■ **Aim of the exercise**:
Quote, word for word, every line starting at the line that contains "Target: white eyebrow stripe" and ending with the last line of the records; include both of these lines and no others.
:::::
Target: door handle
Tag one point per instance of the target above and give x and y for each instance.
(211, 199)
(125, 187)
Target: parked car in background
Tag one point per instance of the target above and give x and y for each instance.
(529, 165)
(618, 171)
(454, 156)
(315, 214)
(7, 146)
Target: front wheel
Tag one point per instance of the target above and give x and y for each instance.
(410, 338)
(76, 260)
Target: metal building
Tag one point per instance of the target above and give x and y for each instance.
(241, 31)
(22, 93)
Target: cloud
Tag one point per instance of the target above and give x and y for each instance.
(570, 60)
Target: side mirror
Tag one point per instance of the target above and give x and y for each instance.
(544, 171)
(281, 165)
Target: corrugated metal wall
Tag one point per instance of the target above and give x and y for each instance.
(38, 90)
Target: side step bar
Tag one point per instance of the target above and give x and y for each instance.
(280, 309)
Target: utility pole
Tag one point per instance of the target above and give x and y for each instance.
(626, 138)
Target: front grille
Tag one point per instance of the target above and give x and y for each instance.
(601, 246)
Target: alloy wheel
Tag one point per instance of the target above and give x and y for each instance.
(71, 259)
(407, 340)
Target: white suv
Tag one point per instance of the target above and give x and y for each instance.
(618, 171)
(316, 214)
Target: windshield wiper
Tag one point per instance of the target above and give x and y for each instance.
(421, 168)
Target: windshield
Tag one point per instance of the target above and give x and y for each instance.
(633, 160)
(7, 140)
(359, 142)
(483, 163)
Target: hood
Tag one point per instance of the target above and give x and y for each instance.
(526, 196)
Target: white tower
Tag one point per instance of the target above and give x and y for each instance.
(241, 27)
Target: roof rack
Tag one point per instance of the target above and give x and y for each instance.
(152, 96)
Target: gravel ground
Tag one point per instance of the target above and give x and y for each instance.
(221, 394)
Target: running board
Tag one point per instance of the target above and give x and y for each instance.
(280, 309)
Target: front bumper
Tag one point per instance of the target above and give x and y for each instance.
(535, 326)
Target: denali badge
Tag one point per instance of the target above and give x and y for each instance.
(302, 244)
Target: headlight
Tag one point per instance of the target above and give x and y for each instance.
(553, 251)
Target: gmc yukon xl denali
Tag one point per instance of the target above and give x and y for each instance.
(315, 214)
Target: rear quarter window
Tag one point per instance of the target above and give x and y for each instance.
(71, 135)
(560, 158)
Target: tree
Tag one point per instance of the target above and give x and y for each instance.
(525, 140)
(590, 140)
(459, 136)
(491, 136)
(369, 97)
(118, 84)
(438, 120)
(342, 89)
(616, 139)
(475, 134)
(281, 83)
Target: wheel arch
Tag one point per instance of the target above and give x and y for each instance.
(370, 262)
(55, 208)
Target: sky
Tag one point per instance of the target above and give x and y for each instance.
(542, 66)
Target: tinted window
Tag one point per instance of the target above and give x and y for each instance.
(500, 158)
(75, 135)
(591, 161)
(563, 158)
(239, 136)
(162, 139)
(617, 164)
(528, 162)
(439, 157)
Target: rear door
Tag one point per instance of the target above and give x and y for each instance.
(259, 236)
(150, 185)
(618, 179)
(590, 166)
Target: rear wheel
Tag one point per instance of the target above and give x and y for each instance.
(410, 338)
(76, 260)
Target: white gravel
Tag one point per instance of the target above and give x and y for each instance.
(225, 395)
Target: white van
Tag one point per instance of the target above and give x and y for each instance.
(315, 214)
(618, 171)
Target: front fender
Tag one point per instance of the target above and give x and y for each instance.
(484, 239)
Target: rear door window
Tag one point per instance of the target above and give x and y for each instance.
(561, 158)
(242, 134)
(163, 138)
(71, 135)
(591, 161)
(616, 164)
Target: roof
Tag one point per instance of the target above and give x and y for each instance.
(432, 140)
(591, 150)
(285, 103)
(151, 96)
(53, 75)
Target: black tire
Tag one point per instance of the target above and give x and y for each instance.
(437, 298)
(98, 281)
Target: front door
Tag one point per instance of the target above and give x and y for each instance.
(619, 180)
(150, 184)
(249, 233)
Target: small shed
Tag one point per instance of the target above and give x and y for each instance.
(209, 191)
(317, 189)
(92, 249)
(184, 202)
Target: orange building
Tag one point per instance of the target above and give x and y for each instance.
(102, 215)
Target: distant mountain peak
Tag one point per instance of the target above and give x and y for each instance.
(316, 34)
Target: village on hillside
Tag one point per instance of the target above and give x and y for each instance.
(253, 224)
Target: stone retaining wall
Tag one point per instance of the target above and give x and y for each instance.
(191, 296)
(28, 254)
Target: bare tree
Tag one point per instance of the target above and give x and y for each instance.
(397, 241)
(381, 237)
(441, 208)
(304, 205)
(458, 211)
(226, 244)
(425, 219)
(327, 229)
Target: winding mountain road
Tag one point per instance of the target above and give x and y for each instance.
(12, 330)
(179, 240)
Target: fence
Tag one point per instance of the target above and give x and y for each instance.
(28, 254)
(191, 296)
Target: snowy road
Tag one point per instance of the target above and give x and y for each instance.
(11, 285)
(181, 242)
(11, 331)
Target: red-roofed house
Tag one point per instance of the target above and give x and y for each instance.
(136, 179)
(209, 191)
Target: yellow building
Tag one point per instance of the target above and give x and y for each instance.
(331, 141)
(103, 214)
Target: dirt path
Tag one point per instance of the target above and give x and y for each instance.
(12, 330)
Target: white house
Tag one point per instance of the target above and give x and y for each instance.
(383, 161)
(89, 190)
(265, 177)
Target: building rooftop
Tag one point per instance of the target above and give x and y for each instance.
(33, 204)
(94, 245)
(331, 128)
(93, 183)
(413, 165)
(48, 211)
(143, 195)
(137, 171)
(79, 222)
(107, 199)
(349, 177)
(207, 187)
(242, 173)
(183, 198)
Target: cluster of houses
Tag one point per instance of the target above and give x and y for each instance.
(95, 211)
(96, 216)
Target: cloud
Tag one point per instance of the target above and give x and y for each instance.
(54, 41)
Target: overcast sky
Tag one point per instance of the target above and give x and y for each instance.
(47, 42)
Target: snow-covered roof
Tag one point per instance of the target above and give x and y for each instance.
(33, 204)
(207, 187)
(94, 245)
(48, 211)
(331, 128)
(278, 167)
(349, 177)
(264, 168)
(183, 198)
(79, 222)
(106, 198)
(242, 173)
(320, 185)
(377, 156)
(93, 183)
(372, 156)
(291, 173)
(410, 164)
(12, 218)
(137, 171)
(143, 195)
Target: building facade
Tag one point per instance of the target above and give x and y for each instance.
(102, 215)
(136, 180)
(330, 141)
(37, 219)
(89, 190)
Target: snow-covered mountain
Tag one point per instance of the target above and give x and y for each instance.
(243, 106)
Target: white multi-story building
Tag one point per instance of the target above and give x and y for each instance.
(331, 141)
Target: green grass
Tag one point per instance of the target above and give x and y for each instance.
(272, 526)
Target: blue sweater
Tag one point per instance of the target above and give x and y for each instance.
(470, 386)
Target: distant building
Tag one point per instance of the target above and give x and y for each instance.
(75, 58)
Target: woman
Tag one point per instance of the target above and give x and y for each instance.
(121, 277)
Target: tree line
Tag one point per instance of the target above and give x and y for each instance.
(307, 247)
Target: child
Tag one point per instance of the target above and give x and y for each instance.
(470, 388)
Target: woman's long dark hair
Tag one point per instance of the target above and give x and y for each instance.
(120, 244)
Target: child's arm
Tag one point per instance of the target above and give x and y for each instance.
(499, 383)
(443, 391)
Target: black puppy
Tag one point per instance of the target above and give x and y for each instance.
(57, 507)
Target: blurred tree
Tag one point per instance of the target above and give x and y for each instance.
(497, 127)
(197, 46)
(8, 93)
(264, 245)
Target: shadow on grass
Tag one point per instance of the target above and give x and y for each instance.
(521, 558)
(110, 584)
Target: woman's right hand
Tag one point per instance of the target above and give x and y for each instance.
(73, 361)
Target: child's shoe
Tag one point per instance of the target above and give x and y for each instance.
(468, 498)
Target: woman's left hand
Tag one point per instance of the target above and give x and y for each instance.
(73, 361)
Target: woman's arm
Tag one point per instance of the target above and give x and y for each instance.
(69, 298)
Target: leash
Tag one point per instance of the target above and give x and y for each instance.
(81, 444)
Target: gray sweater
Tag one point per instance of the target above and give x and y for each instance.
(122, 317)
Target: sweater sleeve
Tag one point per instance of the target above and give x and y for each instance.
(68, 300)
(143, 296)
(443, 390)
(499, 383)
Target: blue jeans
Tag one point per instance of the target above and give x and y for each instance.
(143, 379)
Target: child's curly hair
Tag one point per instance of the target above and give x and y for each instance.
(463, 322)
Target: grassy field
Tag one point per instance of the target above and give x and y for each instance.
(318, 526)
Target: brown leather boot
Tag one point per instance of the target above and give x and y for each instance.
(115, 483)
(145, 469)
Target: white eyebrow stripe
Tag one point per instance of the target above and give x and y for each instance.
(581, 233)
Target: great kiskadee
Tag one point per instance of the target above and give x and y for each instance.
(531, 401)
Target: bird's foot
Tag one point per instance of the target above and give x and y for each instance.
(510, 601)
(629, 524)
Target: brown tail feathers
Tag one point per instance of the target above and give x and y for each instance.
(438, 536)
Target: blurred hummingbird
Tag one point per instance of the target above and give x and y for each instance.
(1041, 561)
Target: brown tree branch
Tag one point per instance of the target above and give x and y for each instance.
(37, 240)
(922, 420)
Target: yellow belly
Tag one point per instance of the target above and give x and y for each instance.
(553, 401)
:::::
■ **Response for this exercise**:
Target: white eyebrow stripe
Tag one point per instance of the target above and give x and y for each instance.
(581, 233)
Target: great kiskadee
Tag one point per instance of the target above and give x and y for each instance.
(531, 401)
Target: bird's foot
Tag one point per instance of the target above and give x and y for each instance.
(510, 601)
(629, 524)
Target: brown tail feathers
Tag one point per instance of the target above and give x and y for each instance.
(438, 536)
Target: blurred hummingbird
Tag one point per instance of the target above and give x and y for each instance.
(1041, 561)
Target: brown tree branch
Tag one point per instance of the target above and give x and y for each instance.
(37, 240)
(922, 420)
Target: yellow belly
Tag one point per instance of the target above and give x and y for each instance.
(553, 401)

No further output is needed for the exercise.